INSTRUCTIONS TO FOLLOW |
Output only the span of lines that begins at the line containing "Query: pine tree" and ends at the last line of the data, both included, exactly as they appear.

--- PROVIDED DATA ---

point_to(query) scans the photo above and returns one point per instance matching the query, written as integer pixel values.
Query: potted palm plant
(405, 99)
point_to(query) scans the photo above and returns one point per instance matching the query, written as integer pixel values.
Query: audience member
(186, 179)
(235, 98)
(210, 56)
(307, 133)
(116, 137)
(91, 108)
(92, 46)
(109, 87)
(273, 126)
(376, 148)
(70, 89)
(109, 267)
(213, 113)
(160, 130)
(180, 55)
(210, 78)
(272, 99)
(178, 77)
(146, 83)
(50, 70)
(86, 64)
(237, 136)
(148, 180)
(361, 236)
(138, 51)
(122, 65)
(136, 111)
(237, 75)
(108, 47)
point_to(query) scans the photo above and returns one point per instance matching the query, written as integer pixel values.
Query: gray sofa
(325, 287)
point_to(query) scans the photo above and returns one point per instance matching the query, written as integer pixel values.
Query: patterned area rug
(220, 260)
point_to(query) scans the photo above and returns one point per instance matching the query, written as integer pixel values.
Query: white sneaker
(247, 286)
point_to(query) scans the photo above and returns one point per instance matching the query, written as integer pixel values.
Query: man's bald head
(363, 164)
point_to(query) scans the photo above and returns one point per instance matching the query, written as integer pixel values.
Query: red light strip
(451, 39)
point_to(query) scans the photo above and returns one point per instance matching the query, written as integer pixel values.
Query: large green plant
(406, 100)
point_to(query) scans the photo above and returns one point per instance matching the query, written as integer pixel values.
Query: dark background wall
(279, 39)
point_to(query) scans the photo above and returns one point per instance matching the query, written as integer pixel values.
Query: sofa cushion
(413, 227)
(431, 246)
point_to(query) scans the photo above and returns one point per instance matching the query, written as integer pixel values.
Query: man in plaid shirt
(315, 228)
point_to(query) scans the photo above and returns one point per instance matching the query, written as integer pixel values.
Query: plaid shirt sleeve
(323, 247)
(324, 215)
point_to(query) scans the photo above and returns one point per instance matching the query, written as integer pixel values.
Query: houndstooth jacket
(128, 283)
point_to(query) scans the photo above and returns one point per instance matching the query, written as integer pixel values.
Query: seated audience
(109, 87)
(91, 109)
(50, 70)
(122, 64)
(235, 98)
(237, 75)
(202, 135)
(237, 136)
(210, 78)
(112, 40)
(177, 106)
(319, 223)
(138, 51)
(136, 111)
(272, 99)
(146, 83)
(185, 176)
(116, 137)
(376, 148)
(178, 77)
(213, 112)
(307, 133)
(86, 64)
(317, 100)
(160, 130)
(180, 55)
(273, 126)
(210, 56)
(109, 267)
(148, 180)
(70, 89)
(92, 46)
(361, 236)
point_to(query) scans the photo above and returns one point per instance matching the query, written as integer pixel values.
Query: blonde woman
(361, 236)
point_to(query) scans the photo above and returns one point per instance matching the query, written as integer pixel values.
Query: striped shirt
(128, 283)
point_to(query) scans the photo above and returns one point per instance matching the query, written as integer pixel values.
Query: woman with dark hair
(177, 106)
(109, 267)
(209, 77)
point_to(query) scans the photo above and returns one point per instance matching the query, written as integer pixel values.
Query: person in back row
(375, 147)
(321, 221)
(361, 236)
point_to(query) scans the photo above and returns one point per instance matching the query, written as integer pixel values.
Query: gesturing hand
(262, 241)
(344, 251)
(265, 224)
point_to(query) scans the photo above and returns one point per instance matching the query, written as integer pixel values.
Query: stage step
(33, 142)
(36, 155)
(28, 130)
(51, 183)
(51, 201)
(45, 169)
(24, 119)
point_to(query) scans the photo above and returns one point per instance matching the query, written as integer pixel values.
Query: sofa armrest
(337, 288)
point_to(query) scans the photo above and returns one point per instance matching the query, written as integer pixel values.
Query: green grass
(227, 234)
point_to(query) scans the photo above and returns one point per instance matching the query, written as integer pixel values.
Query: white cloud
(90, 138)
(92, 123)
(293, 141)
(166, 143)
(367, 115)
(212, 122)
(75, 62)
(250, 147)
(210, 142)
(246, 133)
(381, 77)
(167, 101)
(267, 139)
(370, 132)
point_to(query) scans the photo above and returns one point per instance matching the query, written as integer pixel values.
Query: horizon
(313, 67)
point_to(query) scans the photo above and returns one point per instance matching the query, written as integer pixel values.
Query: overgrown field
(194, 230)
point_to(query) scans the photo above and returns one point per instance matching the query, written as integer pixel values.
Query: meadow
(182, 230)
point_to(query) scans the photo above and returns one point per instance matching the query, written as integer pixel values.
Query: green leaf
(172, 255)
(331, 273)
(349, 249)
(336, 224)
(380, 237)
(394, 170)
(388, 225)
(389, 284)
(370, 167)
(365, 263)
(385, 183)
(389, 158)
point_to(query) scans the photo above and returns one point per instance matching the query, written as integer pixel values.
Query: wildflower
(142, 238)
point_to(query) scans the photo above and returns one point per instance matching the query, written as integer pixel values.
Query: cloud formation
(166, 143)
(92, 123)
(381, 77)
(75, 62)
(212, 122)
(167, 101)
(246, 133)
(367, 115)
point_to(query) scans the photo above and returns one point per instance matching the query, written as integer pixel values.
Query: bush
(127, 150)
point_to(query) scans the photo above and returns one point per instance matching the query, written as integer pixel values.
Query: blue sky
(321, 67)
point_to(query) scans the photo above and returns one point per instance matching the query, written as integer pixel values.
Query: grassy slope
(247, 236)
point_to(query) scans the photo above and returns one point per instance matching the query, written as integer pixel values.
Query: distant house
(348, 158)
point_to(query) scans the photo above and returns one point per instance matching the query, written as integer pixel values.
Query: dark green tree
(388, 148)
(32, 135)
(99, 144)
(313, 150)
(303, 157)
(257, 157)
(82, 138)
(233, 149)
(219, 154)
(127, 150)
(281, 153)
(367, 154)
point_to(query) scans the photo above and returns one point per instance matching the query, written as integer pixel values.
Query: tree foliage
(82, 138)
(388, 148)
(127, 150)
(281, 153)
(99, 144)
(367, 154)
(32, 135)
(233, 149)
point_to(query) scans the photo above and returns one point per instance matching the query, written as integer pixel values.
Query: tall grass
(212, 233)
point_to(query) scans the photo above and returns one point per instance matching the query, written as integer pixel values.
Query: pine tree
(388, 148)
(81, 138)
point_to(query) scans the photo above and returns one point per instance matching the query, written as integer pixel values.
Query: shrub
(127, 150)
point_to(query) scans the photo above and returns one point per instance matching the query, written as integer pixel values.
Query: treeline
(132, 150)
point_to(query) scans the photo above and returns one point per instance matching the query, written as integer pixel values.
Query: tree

---

EXERCISE OUTPUT |
Query: pine tree
(388, 148)
(81, 138)
point_to(query) scans the photo above and returns one point per instance matching the query, written as integer pixel values.
Query: shrub
(127, 150)
point_to(query) scans the photo above and returns one point per instance matching the query, written as integer pixel values.
Query: treeline
(132, 150)
point_to(query) scans the photo above and returns one point per instance matching the query, written as integer pixel values.
Query: tree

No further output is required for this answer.